> _BRIEF_: Go through the entries and copy each one exactly. Leave none out.
•••
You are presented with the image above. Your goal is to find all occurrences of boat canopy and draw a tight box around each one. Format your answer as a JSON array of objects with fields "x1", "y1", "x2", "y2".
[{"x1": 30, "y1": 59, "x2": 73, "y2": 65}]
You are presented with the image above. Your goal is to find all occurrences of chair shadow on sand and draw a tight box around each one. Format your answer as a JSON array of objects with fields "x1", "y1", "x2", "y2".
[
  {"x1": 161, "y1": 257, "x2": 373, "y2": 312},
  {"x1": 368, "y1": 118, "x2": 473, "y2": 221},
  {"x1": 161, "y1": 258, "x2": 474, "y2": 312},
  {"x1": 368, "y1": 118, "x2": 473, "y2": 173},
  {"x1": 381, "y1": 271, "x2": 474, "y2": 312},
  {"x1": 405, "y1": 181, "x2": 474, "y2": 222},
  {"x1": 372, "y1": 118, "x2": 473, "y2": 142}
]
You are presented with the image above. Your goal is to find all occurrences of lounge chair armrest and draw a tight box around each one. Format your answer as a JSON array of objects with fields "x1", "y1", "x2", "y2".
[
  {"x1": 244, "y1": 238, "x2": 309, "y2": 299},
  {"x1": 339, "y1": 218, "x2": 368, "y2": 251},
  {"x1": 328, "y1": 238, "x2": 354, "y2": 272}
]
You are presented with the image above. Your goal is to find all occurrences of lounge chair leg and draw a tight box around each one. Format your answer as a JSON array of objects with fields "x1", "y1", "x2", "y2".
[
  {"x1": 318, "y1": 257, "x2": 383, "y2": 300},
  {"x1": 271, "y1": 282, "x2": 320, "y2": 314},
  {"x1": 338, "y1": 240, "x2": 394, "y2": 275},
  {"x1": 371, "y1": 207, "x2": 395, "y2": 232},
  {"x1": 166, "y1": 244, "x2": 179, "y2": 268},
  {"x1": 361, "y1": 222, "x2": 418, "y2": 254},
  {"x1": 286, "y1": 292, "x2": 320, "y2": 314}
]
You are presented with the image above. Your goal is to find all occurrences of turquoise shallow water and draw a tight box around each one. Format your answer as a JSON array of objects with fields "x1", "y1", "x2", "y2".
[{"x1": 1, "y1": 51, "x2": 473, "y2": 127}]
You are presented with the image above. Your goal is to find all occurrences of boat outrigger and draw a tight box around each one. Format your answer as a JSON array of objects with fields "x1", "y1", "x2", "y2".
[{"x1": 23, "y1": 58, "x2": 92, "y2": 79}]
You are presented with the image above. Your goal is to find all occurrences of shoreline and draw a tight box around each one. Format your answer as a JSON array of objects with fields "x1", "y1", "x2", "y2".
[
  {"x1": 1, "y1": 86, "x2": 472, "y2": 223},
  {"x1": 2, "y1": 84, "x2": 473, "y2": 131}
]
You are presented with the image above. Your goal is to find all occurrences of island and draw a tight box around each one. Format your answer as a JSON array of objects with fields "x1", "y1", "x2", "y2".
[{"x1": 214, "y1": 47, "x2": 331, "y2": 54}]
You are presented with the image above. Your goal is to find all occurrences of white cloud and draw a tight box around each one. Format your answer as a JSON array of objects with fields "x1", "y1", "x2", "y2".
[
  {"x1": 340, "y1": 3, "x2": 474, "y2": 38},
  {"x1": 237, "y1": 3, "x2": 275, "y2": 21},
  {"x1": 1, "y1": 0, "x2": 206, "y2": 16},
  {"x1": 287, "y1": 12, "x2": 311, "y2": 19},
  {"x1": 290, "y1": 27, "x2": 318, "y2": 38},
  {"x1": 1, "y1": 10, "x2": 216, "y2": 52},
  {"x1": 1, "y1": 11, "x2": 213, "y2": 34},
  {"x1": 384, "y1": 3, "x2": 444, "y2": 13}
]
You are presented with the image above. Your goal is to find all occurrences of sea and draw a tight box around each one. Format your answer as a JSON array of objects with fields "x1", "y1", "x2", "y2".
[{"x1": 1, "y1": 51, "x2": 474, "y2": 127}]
•••
> _EXERCISE RESPONSE_:
You are presented with the image above. Your goal is to find all occurrences of boat canopy and draw a tight box around each one. Format your answer as a JSON array of objects with fields "x1", "y1", "x2", "y2".
[{"x1": 30, "y1": 59, "x2": 73, "y2": 65}]
You are presented with the image above. Your goal is to find all occurrences of chair shadow on sand and draw a tight box around each one. Format your answer as a JSON array of objects with fields "x1", "y1", "x2", "y2".
[
  {"x1": 161, "y1": 257, "x2": 373, "y2": 312},
  {"x1": 368, "y1": 118, "x2": 473, "y2": 221},
  {"x1": 161, "y1": 258, "x2": 474, "y2": 312},
  {"x1": 368, "y1": 118, "x2": 473, "y2": 173},
  {"x1": 381, "y1": 271, "x2": 474, "y2": 312},
  {"x1": 405, "y1": 181, "x2": 474, "y2": 222},
  {"x1": 372, "y1": 118, "x2": 473, "y2": 142}
]
You are presented with the image above. Your goal is to find all occurrences of lounge chair armrest and draw a tight box around each one. Format your answer as a JSON array of objects with fields "x1", "y1", "x2", "y2".
[
  {"x1": 244, "y1": 238, "x2": 309, "y2": 299},
  {"x1": 339, "y1": 218, "x2": 368, "y2": 251},
  {"x1": 328, "y1": 238, "x2": 354, "y2": 272}
]
You are presented with the image above. Your goal is to find all occurrences of lounge chair leg and draw a tight box around each one. Format your answer as a JSON array of objects with fields "x1", "y1", "x2", "y2".
[
  {"x1": 318, "y1": 257, "x2": 383, "y2": 300},
  {"x1": 271, "y1": 282, "x2": 320, "y2": 314},
  {"x1": 338, "y1": 240, "x2": 394, "y2": 275},
  {"x1": 371, "y1": 207, "x2": 395, "y2": 232},
  {"x1": 166, "y1": 244, "x2": 179, "y2": 268},
  {"x1": 361, "y1": 222, "x2": 418, "y2": 254},
  {"x1": 286, "y1": 292, "x2": 320, "y2": 314}
]
You are presented with the image above. Your goal is to find all occurrences of turquoise shallow water and draw a tight box around each one. Format your answer as a JSON array of objects with fields "x1", "y1", "x2", "y2".
[{"x1": 1, "y1": 51, "x2": 473, "y2": 127}]
You are presented with the image above. Your goal is to find all occurrences of boat outrigger and draw a tight box around each one. Format your answer as a JSON array of objects with fields "x1", "y1", "x2", "y2".
[{"x1": 23, "y1": 58, "x2": 92, "y2": 79}]
You are presented with the image above. Your goal is to find all occurrences of shoreline and draw a tight box around each one. Format your answer as a JSON array of objects with fields "x1", "y1", "x2", "y2".
[
  {"x1": 1, "y1": 86, "x2": 472, "y2": 223},
  {"x1": 2, "y1": 84, "x2": 473, "y2": 131}
]
You are presented with the image above. Your goal is to find all occurrences of island and draw a tight box around each one. Format your answer as a JSON array of objects with fields "x1", "y1", "x2", "y2".
[{"x1": 214, "y1": 47, "x2": 331, "y2": 54}]
You are presented with the image above. Your goal is to find all occurrences of white cloud and draw a tight box around each one. Format your answer as a JSON array of objects with fields "x1", "y1", "x2", "y2".
[
  {"x1": 340, "y1": 3, "x2": 474, "y2": 38},
  {"x1": 237, "y1": 3, "x2": 275, "y2": 21},
  {"x1": 1, "y1": 0, "x2": 206, "y2": 16},
  {"x1": 287, "y1": 12, "x2": 311, "y2": 19},
  {"x1": 290, "y1": 27, "x2": 318, "y2": 38},
  {"x1": 1, "y1": 10, "x2": 216, "y2": 52},
  {"x1": 1, "y1": 11, "x2": 213, "y2": 34},
  {"x1": 384, "y1": 3, "x2": 444, "y2": 13}
]
You are presented with the image above. Your goal is to find all occurrences of sea and draw a tight box around each one. Format your answer as a JSON array of objects with fields "x1", "y1", "x2", "y2".
[{"x1": 1, "y1": 51, "x2": 474, "y2": 127}]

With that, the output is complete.